(Records of labeled boxes)
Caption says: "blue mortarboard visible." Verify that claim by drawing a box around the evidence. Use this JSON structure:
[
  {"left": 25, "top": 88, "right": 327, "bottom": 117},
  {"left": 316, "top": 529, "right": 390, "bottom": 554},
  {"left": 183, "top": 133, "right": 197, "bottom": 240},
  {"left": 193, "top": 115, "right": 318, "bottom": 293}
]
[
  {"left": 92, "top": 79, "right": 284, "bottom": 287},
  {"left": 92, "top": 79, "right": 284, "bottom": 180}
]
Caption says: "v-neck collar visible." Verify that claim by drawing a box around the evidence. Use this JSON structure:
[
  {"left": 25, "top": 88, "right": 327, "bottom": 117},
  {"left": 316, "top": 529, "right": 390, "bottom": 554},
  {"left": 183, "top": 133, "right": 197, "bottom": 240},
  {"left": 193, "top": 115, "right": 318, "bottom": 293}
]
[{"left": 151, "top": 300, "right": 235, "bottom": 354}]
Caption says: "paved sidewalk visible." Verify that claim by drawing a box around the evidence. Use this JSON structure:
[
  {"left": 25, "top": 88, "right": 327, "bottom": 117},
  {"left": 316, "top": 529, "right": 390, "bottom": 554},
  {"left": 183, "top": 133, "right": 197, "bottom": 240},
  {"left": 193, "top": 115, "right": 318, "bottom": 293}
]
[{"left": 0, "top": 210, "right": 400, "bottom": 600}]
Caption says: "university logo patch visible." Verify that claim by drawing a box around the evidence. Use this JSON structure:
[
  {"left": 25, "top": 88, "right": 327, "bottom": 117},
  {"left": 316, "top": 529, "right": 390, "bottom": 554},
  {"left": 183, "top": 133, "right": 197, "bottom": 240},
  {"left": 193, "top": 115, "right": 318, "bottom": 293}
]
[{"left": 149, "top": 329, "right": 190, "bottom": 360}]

» Work required: Count the lines of the listing that contain the string "says", and give only that number.

» Full solution: 4